START PAGE TEXT

Skip the pastry in favour of tortilla shells to create a fun hack on spanakopita.
1 500-g pkg frozen spinach, thawed
3 tbsp olive oil, divided
1 bunch green onions, (white and green parts separated)
3/4 cup crumbled feta, divided
4 large whole-wheat tortillas
1/2 English cucumber, coarsely chopped (2 cups)
6 Campari tomatoes, quartered
3 tbsp lemon juice, divided
3/4 cup sour cream
1 tsp lemon zest
1 tbsp chopped fresh dill
1 small garlic clove, grated
1/4 tsp salt
SQUEEZE spinach to remove liquid. Heat 1 tbsp oil in a large frying pan over medium. Add green parts of onions and cook until wilted, 2 min. Stir in spinach and cook until hot, 2 min. Transfer to a bowl and stir in 1/2 cup feta.
WIPE pan clean and return to heat. Place 1 tortilla in frying pan. Scatter quarter of spinach mixture over half the tortilla. Fold other half over filling. Cook, flipping halfway, until golden, about 2 min per side. Repeat with remaining tortillas and filling.
STIR cucumber, tomatoes, white parts of onions, 2 tbsp lemon juice, and remaining oil and feta in a large bowl.
COMBINE sour cream, lemon zest, remaining lemon juice, dill, garlic and salt. Serve quesadillas with sauce and Greek salad.
Calories 524, Protein 19g, Carbohydrates 54g, Fat 29g, Fibre 10g, Sodium 974mg.

END PAGE TEXT
START DATASET EXCERPT

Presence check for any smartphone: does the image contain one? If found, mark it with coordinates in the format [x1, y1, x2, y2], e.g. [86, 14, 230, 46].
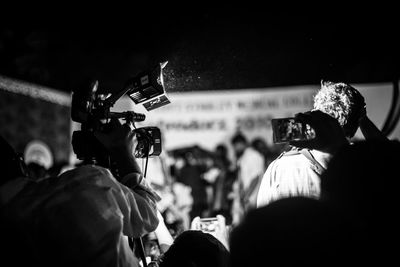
[271, 118, 315, 143]
[199, 217, 218, 232]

END DATASET EXCERPT

Copy out the spinach quesadilla recipe word for word, from start to finish.

Skip the pastry in favour of tortilla shells to create a fun hack on spanakopita.
1 500-g pkg frozen spinach, thawed
3 tbsp olive oil, divided
1 bunch green onions, (white and green parts separated)
3/4 cup crumbled feta, divided
4 large whole-wheat tortillas
1/2 English cucumber, coarsely chopped (2 cups)
6 Campari tomatoes, quartered
3 tbsp lemon juice, divided
3/4 cup sour cream
1 tsp lemon zest
1 tbsp chopped fresh dill
1 small garlic clove, grated
1/4 tsp salt
SQUEEZE spinach to remove liquid. Heat 1 tbsp oil in a large frying pan over medium. Add green parts of onions and cook until wilted, 2 min. Stir in spinach and cook until hot, 2 min. Transfer to a bowl and stir in 1/2 cup feta.
WIPE pan clean and return to heat. Place 1 tortilla in frying pan. Scatter quarter of spinach mixture over half the tortilla. Fold other half over filling. Cook, flipping halfway, until golden, about 2 min per side. Repeat with remaining tortillas and filling.
STIR cucumber, tomatoes, white parts of onions, 2 tbsp lemon juice, and remaining oil and feta in a large bowl.
COMBINE sour cream, lemon zest, remaining lemon juice, dill, garlic and salt. Serve quesadillas with sauce and Greek salad.
Calories 524, Protein 19g, Carbohydrates 54g, Fat 29g, Fibre 10g, Sodium 974mg.